- [THE PROBLEM]
Exactness is required throughout. Return every record once more.
————
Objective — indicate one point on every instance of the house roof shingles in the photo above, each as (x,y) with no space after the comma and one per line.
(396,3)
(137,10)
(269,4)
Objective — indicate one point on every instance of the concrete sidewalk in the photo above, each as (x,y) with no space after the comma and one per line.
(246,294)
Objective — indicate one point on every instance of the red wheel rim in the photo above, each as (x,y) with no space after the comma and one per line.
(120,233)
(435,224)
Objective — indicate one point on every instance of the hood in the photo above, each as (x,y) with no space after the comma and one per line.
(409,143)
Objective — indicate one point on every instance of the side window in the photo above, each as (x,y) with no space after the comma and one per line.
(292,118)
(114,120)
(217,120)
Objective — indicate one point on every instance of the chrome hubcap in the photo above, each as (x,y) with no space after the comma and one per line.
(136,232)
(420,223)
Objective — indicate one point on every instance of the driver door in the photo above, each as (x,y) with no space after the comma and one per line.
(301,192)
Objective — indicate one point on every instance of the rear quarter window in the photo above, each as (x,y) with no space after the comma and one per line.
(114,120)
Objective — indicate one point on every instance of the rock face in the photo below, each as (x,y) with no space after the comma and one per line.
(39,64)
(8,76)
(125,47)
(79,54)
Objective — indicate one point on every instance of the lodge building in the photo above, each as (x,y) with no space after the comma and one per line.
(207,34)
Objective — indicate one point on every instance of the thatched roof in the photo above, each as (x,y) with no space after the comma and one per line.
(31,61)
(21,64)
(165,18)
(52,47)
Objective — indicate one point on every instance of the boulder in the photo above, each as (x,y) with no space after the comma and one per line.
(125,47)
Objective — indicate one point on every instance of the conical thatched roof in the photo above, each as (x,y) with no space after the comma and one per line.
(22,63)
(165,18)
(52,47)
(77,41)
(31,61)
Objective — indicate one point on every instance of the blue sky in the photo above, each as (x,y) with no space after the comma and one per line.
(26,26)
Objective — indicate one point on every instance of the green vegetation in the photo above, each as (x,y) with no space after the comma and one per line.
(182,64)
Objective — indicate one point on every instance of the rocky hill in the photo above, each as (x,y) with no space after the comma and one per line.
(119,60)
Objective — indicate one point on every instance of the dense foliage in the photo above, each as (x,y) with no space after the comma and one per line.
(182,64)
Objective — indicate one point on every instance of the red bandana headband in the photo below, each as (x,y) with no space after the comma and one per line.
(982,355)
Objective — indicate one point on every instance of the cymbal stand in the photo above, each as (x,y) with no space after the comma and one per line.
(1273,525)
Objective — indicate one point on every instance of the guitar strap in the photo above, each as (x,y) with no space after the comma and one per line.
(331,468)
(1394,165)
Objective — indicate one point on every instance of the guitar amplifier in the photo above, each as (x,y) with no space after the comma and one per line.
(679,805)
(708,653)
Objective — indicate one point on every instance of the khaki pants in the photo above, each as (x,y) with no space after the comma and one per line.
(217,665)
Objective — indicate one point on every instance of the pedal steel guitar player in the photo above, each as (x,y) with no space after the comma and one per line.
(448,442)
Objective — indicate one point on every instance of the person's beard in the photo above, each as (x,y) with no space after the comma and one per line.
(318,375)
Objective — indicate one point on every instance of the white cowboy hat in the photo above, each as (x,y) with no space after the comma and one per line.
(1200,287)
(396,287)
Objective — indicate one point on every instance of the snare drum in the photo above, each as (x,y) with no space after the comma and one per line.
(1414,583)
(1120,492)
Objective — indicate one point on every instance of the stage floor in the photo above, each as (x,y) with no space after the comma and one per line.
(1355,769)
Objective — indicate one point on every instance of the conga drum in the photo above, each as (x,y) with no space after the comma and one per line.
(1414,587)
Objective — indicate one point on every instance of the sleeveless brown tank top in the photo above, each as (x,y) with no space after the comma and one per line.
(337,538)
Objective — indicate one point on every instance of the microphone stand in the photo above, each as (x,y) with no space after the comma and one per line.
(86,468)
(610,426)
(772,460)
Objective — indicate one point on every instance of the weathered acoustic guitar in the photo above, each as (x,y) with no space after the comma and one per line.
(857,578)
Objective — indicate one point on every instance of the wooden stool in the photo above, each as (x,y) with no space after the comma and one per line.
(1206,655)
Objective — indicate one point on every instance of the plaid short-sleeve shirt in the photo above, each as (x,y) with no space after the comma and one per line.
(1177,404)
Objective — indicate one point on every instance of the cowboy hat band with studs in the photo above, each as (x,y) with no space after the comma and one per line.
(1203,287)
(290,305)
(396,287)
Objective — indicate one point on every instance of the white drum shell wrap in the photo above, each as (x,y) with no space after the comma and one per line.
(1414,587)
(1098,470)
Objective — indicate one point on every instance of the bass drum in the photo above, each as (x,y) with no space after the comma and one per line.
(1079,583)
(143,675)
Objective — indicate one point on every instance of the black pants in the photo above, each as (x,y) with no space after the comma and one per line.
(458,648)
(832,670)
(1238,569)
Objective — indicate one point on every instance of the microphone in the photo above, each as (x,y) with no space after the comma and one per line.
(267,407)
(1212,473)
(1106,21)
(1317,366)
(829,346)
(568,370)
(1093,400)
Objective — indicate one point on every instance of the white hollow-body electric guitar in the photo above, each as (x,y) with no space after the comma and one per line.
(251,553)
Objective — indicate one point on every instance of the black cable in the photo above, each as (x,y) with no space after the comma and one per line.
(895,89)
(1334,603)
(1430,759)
————
- [SOLUTION TO THIS EXERCISE]
Objective — indicate one point on every instance of the house roof shingles in the photo above, each as (x,y) with no space after the comma and one per line.
(396,3)
(137,10)
(269,4)
Objective — indicate one point on every instance of the concrete sidewalk in the photo above, each as (x,y) with no space after the comma and one per line.
(246,294)
Objective — indicate one point on every instance of the red wheel rim in the photo above, each as (x,y) with no space after the comma and one per line.
(120,233)
(435,224)
Objective — indicate one point on every instance of the hood in the photo above, each as (x,y) with no space after the comma and one per line.
(409,143)
Objective — indicate one point on every instance of the side window in the photo above, each as (x,y) with no space after the comma and one per line.
(292,118)
(114,120)
(217,120)
Objective — indicate one point on every instance of the chrome hubcap in the photo above, each as (x,y) with no space after the comma and one per line.
(136,232)
(420,223)
Objective — indicate one point on every instance of the driver door in the photo above, each as (x,y) with no space after the comma and one per line.
(301,192)
Objective — indicate one point on every instance of the rear quarter window in the photo above, each as (x,y) with no space after the comma and one per line.
(114,120)
Objective — indicate one point on every instance of the rock face in the photo below, each as (x,y) with no space after the comma and one per line.
(39,64)
(8,76)
(125,47)
(79,54)
Objective — indicate one point on every instance of the lodge building in the photo above, each as (x,y) with no space after the comma and one per line.
(207,34)
Objective — indicate one point on every instance of the thatched roof in the photo above, each as (x,y) with no space after the comma and one per line.
(31,61)
(21,64)
(165,18)
(52,47)
Objective — indicate one point on every instance of the boulder in the photo above, each as (x,y) with no space after the comma and one per line.
(125,47)
Objective — indicate one point on every instance of the conical thatched roof in the photo above, each as (x,y) with no space after the comma and one per line.
(22,63)
(165,18)
(52,47)
(77,41)
(31,61)
Objective — indicate one point on every instance of the blue sky in the photo above, each as (x,y) with no space after the comma and one per line.
(26,26)
Objective — indicate one point on every instance of the green vegetation in the photo above, each as (x,y) with no space after the comma and one per line.
(182,64)
Objective — indicate one point on every instance of the rocky hill in the photo above, each as (x,y) with no space after the comma and one per line.
(119,60)
Objective — indicate one point on every instance of the dense foliage in the photo above, each as (x,y) with no space after the comma and one per line.
(182,64)
Objective — indicate one point on every instance of the red bandana headband in the photo below, each as (x,y) with no space after the comma and one per line.
(982,355)
Objective — indicate one point on every instance of the cymbal stand in the photo above, each as (x,y) with no space after the comma and one per line.
(1273,525)
Objective — indicate one point on every instance of the guitar strap in the photo above, each as (x,y) with no space after the comma and one per line.
(331,468)
(1394,165)
Objective — indicate one point on every instance of the guitar amplifier in the photo above, each as (x,y) with no space after the comma and one per line.
(679,805)
(708,653)
Objective — indicate one point on every instance of the khaki pants in the photo above, each as (x,y) with no space after the comma and one per line.
(217,665)
Objective — indicate one point on every instance of the pedal steel guitar player in the photo above, each as (x,y) with no space after the comma and one per line.
(448,442)
Objective — indicate one point on every instance of the person's beard in the photo above, each as (x,y) with no space after the comma and one per line.
(318,375)
Objective — indicate one point on every instance of the white cowboy hat in the photo above, each as (x,y) with no space after the comma and one per line.
(1200,287)
(396,287)
Objective — indicate one point on every instance of the snare drum in the photo above, each as (x,y) with no space after the comma and one per line.
(1414,583)
(1120,492)
Objective — indicate one point on every instance of the stage floor in the photo above, each as (x,y) with no space after the comma and one per line.
(1355,769)
Objective — indicate one point on every instance of the conga drum in the photo above, each as (x,y) with no space after the comma and one per line.
(1414,587)
Objective — indicate one point on every instance of the sleeveless brown tank top in the photo above, each as (x,y) with no space after the comma and one per line.
(337,538)
Objective — indicate one point on every instance of the microphone stand in the photo above, each as (x,y) with no space after the comma and one per line.
(86,468)
(610,426)
(772,460)
Objective — indicate one point on every instance of the weathered acoustic guitar in the photo above, each as (x,y) with no space after the comma and one per line.
(857,578)
Objective — indicate one point on every instance of the wooden stool in the photo above, each as (x,y) with no space after the comma and one per line.
(1206,655)
Objective — indicate one point on every instance of the plaid short-sleeve shirt in the photo above, each as (x,y) with no space after the comma and one per line.
(1177,404)
Objective — indicate one point on every instance of the cowboy hat band with studs in the photo above, each as (x,y) with no space after the comma and one per line.
(1203,287)
(290,305)
(396,287)
Objective — indicate one point on every instance of the white drum shell wrap in the photo above, each as (x,y) with no space after the comma and one per line.
(1414,587)
(1098,470)
Objective — indicate one point on every instance of the bass drum in the photo above, each as (x,y) with no space after the comma and one per line.
(1079,583)
(143,675)
Objective — indicate one point on every instance of the black pants in the photo above, each as (x,y) with no space after the comma and one per line.
(458,648)
(832,670)
(1238,569)
Objective — indicate one point on every instance of the microphone in the photo above, each as (x,y) with no space after the comma and one per line.
(267,407)
(1212,473)
(1106,21)
(1317,366)
(829,346)
(568,370)
(1093,400)
Objective — indicate one point on every instance of the white hollow-body electric guitar in the photo above, each as (x,y) with no space after the comma and one per line.
(251,553)
Objective — indicate one point on every instance of the black cable in the photo above, each as (x,y) with no space after the comma and one per line.
(895,89)
(1334,603)
(1430,759)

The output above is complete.